Written request —
Exactly reproduce the lines from the line that has "point: trailing fern" down to the last line of the entries, inclusive.

[Collected data entries]
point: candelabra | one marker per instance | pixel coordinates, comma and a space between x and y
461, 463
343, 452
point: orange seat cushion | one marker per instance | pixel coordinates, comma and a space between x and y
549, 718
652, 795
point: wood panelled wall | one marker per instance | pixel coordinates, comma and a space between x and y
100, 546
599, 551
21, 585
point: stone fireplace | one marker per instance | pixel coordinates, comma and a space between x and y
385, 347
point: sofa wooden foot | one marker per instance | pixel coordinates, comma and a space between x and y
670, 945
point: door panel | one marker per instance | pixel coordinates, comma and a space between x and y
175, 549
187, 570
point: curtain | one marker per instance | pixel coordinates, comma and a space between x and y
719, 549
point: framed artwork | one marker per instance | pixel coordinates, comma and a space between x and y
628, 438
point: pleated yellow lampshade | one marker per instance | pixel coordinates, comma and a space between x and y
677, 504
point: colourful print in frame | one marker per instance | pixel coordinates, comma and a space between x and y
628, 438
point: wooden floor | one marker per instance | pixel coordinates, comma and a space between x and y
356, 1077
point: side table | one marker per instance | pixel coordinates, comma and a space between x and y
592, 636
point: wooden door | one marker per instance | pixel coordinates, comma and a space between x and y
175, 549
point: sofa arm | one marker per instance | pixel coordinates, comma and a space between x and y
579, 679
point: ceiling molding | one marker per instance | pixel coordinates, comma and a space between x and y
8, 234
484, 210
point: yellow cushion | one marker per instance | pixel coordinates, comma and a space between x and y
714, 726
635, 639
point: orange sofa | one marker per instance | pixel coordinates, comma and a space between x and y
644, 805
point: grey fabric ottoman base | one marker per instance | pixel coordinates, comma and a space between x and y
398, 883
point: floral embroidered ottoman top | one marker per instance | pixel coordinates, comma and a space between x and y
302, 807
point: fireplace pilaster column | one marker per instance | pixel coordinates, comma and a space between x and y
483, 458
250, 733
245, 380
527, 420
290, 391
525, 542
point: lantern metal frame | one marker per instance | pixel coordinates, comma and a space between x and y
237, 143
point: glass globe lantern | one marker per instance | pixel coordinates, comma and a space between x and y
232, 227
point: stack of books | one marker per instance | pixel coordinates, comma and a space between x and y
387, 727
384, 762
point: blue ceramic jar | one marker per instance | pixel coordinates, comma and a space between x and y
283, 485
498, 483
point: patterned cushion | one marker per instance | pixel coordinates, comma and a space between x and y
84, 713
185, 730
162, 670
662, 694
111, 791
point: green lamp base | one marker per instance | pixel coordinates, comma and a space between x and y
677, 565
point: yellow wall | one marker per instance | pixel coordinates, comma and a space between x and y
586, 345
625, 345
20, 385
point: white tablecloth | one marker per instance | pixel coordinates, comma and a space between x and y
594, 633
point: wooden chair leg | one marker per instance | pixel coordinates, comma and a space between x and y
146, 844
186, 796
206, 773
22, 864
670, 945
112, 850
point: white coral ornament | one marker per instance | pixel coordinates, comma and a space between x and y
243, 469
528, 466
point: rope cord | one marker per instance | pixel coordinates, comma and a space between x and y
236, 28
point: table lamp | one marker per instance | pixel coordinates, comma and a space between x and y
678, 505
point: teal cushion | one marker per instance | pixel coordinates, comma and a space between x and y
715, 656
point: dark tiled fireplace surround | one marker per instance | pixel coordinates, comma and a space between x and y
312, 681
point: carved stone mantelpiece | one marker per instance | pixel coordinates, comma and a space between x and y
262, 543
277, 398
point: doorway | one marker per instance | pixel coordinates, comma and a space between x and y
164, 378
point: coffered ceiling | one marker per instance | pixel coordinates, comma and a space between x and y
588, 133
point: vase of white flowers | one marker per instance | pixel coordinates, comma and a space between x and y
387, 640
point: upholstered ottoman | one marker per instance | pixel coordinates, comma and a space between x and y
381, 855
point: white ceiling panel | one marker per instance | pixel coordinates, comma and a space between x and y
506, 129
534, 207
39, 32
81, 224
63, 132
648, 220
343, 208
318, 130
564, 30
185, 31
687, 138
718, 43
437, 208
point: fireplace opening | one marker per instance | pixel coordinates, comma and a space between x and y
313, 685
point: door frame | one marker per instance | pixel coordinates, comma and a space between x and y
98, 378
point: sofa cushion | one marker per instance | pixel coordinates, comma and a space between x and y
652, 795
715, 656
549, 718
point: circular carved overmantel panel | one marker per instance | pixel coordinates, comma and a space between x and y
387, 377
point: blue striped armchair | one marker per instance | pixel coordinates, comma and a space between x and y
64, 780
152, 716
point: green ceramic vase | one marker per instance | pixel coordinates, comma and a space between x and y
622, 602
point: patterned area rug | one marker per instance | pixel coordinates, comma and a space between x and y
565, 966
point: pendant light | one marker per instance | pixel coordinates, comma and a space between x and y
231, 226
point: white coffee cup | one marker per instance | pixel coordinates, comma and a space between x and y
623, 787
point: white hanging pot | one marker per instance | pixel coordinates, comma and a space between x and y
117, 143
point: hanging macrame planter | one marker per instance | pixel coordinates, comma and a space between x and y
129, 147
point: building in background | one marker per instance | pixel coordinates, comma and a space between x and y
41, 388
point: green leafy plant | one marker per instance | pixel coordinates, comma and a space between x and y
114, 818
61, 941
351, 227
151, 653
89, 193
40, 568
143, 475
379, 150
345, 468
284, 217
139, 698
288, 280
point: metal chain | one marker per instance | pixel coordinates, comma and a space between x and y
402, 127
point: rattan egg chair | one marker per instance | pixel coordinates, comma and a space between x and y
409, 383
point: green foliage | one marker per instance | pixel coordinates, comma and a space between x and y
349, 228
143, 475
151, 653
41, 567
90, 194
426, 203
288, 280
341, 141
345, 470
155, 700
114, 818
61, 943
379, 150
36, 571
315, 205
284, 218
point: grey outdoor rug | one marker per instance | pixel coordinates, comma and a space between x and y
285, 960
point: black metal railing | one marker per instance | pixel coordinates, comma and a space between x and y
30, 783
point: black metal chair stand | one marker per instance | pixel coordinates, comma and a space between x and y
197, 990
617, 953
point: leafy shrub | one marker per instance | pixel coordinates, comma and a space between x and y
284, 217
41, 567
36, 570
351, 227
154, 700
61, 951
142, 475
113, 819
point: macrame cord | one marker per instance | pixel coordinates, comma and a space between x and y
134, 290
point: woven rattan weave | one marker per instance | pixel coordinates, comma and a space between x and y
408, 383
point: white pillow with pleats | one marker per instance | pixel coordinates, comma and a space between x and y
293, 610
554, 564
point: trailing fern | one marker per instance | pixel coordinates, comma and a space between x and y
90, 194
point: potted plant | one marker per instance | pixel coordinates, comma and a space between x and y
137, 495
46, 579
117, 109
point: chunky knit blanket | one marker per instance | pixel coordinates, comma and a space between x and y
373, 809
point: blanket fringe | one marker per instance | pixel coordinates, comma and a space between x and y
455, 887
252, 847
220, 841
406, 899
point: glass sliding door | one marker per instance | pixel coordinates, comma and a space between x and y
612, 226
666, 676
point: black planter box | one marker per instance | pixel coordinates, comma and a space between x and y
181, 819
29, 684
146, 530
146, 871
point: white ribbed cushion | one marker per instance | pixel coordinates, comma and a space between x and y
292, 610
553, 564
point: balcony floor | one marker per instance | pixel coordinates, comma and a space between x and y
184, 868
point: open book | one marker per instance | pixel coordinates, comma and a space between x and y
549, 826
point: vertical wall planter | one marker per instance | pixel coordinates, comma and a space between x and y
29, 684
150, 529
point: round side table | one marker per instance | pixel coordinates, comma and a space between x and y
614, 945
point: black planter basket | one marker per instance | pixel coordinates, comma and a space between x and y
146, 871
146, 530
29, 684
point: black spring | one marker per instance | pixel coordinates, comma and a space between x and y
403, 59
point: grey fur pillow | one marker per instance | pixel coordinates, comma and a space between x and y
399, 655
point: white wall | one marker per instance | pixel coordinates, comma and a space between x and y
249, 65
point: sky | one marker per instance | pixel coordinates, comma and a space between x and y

Task result —
point: trailing fern | one marker per instance | pixel coordinates, comma and a space between x and y
90, 194
point: potted plant | one marker per instance | pixel coordinates, comma and a space between x and y
137, 495
46, 579
117, 109
point: chunky knit blanket | one marker per instance | pixel coordinates, comma and a space between x and y
373, 809
point: blanket fringe | one marker per instance | pixel coordinates, comma and a space between x and y
455, 887
252, 847
220, 841
406, 899
point: glass sliding door | one marker per instance | pixel coordinates, comma and a space between x and y
612, 226
666, 676
point: black planter box | one marker per instance | pixel coordinates, comma and a space between x and y
181, 819
29, 684
146, 530
146, 871
point: white ribbed cushion | one marker per instance | pixel coordinates, comma and a space between x and y
292, 610
553, 564
point: balcony floor | one marker per instance | pixel coordinates, comma and a space between x and y
184, 868
point: open book | one marker per instance | pixel coordinates, comma and a space between x and y
549, 826
point: vertical wall planter | one marker per instance | pixel coordinates, comma and a space between x and y
29, 684
150, 529
point: round side table | one marker per instance | pixel coordinates, comma and a space between x and y
614, 945
point: black planter basket | one marker per instance | pixel coordinates, comma and a space between x and y
146, 871
146, 530
29, 684
point: black spring | one marker per instance | pixel coordinates, comma and a space between x and y
403, 59
point: grey fur pillow | one marker per instance | pixel coordinates, comma and a space between x and y
399, 655
point: white wall | one marker per instance | pixel coordinates, comma and a space between x and y
249, 65
point: sky | one marker per instance | pixel coordinates, comma and a space between x and y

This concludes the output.